• Exercise passage
────

It takes beaucoup training to become a successful pro baseball player, not to mention a healthy dose of raw talent and grit. And now, it seems that sleep styles play a role, too: A new study suggests that whether batters are night owls or morning folks impacts their ability to score or strike out.
As the Los Angeles Times reports, sleep researcher Dr. W. Christopher Winter asked 16 MLB players to fill out a questionnaire aimed at sussing out whether they're morning people or prefer to stay up late. Participants came from seven teams: the Houston Astros, Los Angeles Angels, Los Angeles Dodgers, Pittsburgh Pirates, St. Louis Cardinals, San Francisco Giants and Toronto Blue Jays.
When Winter went back in and crossed the players' answers with their batting averages from the 2009 and 2010 seasons, he found that during day games -- i.e. those starting before 2 p.m. -- the morning types had a higher batting average than their pro-evening counterparts (.267 versus .259). And the evening types had the batting average advantage in mid-day games and late games.

────

• Problems to work on
[a] According to the passage on baseball players' sleep habits, how many MLB players filled out the questionnaire?
[b] Copy the passage on baseball players' sleep habits word for word from "When Winter went" to "and late games.".
[c] Continue the passage on baseball players' sleep habits, starting right after its final sentence.

────

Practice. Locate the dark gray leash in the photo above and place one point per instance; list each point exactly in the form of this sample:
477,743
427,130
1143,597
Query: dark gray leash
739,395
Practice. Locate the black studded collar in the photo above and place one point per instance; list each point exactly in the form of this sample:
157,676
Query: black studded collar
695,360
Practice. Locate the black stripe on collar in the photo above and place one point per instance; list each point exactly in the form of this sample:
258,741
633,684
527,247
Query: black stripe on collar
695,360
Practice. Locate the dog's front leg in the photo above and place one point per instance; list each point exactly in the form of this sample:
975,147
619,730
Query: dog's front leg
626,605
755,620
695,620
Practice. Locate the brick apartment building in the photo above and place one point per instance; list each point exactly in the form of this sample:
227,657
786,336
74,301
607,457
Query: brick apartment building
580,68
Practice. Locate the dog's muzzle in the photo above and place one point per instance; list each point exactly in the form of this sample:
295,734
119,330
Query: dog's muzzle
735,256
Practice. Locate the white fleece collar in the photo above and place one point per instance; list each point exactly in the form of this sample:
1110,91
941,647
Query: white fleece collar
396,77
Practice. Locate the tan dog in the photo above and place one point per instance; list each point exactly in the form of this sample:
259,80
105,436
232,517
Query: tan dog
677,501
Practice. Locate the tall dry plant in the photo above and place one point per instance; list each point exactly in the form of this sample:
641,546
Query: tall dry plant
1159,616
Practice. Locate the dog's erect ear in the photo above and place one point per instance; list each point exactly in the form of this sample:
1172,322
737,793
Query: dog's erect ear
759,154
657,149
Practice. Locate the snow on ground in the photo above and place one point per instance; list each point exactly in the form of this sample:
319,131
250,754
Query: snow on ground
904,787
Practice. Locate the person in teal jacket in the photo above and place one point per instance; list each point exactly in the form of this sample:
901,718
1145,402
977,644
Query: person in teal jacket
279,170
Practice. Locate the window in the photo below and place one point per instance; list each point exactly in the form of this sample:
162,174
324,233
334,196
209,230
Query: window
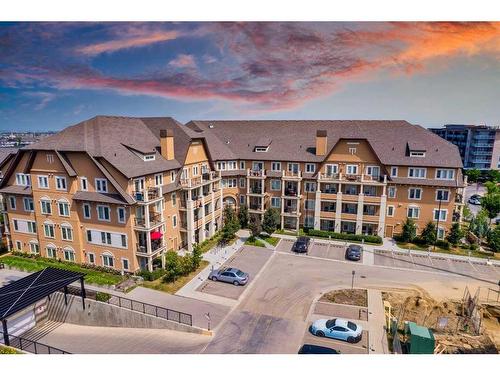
442,195
445,174
121,215
43,182
51,251
309,204
12,202
86,210
310,186
84,184
46,206
107,260
28,204
417,172
60,183
440,214
63,208
275,185
332,169
103,213
101,185
23,179
417,154
48,230
310,168
351,169
66,232
34,248
276,166
413,212
414,193
69,254
158,179
275,202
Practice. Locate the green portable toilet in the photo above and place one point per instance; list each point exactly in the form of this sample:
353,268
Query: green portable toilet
420,339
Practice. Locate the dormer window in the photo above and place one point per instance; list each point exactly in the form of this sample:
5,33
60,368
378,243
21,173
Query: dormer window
261,149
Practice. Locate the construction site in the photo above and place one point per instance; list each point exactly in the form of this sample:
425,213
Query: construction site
469,325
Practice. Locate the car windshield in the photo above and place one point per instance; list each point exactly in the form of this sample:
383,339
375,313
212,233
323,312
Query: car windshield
330,323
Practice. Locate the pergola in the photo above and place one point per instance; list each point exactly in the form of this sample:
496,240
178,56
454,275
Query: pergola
25,292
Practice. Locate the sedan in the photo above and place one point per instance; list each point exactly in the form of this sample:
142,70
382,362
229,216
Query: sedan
336,328
229,275
353,252
301,245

────

• Numbered answers
[a] 16

[b]
When Winter went back in and crossed the players' answers with their batting averages from the 2009 and 2010 seasons, he found that during day games -- i.e. those starting before 2 p.m. -- the morning types had a higher batting average than their pro-evening counterparts (.267 versus .259). And the evening types had the batting average advantage in mid-day games and late games.

[c]
"These results are important as they create an entirely new way to look at athletic talent," Winter said in a press release, adding that when selecting a player for a certain game situation, "the time of day in which the game is occurring and a player's chronotype might be a wise factor to take into account."
And Dr. Alexis Colvin, an assistant professor of sports medicine and orthopedic surgeon at Mt. Sinai Hospital in New York told US News and World Report that the study, though small, could have interesting implications beyond baseball.
"In tennis, sometimes they have bigger matches in the evenings," she said, whereas "football and basketball aren't really played in the mornings."